[Selected text]:
______________________________
He went from “she’s just an artist Im helping out” to very publicly dating someone while still claiming to be in love with me. Hilarious now but at the time very upsetting and confusing to me.
I haven’t been in many serious relationship in life, and even though we weren’t in one, he would act like we were and it confused the fuck out of me.
I would almost beg for one of our songs to come out, he would say things like “yea we gotta do a video for it”, or “we need to fix the vocals”..but every conversation would turn into him asking to see me, with the “songs” being a forgotten topic.
Im at fault in this too. I’ve only been in love twice in life and neither time was with him. If he said “I love you”, I’d say it back. Toxic? Probably. But I get nervous when I lie so I’ll say anything to change the subject. Im working on that. Im sure he can tell by now that my “love” isn’t romantic but moreso “I have love for you”.
Once Gemini and his partner became public and there was some mess involving me behind it, I left him alone..for YEARS! Im not the type of woman you can play with or embarrass. Especially if it isn’t even the truth that’s being told. I take pride in claiming truth.
Fast forward to a month before my 30th birthday. I forget how but boom, we’re back in contact. It’s all smiles and giggles but by this time, I was a completely different woman than who he met years ago.
The main thing on my mind? Money.
Does he have it? Lots.
Once he could tell I was bored of catching up, he said “how can I show you I want to be serious with you and that I love you?”.
In my mind, an evil laugh meme was playing on repeat. My response? “You’ll figure something out”. He said he asked his financial advisor an amount of $ that might “impress his ex”. Mind you, we were never together.
After a few minutes, he sends me a text saying he’s sending me $15,000.
Yes, that did impress me.
______________________________
[Data supplied]:
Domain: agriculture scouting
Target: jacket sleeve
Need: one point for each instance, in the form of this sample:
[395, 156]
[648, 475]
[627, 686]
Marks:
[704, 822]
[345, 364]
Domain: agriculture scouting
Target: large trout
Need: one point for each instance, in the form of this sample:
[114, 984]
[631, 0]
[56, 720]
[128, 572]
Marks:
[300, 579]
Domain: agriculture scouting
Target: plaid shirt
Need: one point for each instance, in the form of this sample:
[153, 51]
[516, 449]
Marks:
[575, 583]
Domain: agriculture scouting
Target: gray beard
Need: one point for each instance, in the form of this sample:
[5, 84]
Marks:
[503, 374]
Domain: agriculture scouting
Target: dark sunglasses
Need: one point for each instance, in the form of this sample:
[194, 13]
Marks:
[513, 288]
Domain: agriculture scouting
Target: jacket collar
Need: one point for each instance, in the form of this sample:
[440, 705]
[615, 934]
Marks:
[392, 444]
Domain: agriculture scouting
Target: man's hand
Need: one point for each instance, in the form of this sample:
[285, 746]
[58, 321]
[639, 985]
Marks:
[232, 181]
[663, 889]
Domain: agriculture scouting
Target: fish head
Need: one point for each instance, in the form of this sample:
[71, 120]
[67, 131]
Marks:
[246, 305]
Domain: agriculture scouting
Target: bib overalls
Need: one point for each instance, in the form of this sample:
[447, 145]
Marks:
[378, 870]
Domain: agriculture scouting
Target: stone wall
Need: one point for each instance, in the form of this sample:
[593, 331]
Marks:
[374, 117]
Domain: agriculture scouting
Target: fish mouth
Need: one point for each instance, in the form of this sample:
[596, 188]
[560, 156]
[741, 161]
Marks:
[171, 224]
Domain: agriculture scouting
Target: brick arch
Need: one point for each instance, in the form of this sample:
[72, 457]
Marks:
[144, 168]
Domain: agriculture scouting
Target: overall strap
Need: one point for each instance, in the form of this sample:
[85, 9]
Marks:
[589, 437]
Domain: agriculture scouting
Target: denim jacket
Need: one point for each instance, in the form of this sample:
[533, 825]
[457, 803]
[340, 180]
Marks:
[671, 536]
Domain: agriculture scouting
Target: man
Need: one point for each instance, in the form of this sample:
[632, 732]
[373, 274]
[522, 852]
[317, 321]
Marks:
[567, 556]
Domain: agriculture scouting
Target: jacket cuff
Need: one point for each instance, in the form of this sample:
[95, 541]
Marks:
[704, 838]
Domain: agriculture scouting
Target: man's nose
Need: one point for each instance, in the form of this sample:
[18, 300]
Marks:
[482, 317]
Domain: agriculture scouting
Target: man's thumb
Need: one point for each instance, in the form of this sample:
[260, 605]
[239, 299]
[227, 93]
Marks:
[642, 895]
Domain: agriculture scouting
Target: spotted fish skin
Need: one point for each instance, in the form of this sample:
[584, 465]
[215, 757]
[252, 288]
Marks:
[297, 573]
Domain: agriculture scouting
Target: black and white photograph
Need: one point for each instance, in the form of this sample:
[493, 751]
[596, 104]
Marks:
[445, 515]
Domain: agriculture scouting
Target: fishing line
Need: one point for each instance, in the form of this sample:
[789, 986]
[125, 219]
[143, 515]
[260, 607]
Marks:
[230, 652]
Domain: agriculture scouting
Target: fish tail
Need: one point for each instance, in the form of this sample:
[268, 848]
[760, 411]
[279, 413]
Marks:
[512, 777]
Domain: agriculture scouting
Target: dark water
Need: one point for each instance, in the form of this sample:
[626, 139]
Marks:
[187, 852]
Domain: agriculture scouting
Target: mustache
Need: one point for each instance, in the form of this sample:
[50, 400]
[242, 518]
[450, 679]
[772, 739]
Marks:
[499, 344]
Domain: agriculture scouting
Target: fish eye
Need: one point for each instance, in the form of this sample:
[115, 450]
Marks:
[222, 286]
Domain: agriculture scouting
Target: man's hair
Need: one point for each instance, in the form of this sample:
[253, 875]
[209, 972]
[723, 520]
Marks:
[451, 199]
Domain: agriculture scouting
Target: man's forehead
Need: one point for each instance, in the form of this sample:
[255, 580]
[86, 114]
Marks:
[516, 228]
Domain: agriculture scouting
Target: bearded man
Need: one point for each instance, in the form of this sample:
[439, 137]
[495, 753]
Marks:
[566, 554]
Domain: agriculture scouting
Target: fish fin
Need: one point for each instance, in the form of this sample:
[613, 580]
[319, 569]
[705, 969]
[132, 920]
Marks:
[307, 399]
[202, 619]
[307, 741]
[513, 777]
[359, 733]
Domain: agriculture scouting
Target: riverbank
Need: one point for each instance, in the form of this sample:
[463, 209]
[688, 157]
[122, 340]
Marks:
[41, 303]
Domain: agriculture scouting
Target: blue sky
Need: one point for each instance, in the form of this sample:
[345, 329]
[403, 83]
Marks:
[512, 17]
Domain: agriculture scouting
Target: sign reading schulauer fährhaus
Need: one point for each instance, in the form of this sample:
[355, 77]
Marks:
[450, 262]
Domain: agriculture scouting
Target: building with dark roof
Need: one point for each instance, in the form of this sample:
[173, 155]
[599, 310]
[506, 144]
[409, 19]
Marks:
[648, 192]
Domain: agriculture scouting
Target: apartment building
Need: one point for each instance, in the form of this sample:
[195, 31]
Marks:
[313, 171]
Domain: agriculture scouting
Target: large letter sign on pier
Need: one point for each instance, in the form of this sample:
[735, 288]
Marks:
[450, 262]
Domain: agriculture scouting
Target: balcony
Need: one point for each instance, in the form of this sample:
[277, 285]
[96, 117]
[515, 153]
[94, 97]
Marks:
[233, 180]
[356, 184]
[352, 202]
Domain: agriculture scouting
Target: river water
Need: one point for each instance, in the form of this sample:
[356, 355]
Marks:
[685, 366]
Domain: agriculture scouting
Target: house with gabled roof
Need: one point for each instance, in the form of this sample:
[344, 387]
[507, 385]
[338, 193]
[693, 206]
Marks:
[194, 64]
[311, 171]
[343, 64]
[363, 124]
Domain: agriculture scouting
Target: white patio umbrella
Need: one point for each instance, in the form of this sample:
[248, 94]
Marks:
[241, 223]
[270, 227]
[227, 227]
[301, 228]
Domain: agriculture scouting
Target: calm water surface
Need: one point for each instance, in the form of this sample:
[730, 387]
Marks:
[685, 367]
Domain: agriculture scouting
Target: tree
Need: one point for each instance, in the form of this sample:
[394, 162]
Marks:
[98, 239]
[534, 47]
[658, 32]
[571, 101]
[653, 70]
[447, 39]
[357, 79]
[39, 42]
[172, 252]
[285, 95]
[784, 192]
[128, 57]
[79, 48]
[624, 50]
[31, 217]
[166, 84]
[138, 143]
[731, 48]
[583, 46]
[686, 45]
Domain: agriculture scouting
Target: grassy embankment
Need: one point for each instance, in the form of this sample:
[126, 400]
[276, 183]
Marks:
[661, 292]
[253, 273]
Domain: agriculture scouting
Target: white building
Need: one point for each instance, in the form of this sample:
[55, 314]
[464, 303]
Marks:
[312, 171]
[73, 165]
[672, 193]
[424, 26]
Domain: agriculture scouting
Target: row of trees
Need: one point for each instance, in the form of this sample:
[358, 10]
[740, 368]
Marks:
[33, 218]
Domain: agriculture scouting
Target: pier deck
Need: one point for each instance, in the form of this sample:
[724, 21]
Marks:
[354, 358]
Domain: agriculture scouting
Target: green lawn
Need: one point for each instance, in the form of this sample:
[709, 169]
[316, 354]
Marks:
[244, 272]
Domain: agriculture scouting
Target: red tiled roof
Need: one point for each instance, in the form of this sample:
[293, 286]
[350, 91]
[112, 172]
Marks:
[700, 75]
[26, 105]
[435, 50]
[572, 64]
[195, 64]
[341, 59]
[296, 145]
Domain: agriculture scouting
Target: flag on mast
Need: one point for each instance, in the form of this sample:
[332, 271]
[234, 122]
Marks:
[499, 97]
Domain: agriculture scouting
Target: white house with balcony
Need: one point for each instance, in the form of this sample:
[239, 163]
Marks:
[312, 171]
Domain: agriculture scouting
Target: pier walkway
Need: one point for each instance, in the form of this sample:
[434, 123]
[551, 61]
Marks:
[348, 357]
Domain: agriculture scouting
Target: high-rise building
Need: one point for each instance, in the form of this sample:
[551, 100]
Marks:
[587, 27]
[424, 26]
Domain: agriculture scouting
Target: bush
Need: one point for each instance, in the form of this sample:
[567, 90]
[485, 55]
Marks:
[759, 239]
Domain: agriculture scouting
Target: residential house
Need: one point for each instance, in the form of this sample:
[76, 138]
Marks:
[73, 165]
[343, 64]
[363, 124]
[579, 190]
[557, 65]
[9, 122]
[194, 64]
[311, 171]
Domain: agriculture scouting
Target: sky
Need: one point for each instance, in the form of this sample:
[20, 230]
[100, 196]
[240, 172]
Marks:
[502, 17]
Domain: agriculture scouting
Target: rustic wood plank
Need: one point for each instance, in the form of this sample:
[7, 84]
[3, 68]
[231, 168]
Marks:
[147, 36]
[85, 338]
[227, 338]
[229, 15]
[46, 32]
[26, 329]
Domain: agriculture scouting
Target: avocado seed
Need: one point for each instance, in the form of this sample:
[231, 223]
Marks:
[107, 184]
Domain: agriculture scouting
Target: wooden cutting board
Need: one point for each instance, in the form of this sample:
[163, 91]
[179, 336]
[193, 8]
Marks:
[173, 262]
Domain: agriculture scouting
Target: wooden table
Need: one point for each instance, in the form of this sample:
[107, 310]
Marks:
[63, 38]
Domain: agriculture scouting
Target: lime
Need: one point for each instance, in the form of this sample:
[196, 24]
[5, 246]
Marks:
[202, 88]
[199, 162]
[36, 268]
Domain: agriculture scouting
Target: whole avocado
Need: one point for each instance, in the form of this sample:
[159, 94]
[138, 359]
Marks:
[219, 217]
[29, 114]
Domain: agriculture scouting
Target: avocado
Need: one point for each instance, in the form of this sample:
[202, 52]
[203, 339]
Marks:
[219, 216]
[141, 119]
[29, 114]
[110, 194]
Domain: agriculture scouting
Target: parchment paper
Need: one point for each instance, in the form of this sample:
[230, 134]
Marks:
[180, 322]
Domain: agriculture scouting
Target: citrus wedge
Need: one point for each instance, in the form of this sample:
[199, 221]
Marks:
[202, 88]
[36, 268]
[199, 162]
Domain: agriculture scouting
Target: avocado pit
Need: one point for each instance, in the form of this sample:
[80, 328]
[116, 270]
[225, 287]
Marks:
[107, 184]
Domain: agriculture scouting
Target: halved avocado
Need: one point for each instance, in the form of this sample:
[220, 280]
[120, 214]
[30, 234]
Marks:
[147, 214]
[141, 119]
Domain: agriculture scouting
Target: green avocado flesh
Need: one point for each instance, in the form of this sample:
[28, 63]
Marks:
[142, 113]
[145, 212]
______________________________
[Your goal]:
Condense the paragraph of the personal account above that begins "Im at fault in this too" into a brief bulleted list that keeps its main facts.

[Result of this task]:
- I share some of the blame.
- I have been in love only twice, and neither time was with him.
- When he said "I love you," I said it back, which was probably toxic.
- Lying makes me nervous, so I would say anything to change the subject. I am working on that.
- He can likely tell by now that my "love" is not romantic but closer to "I have love for you."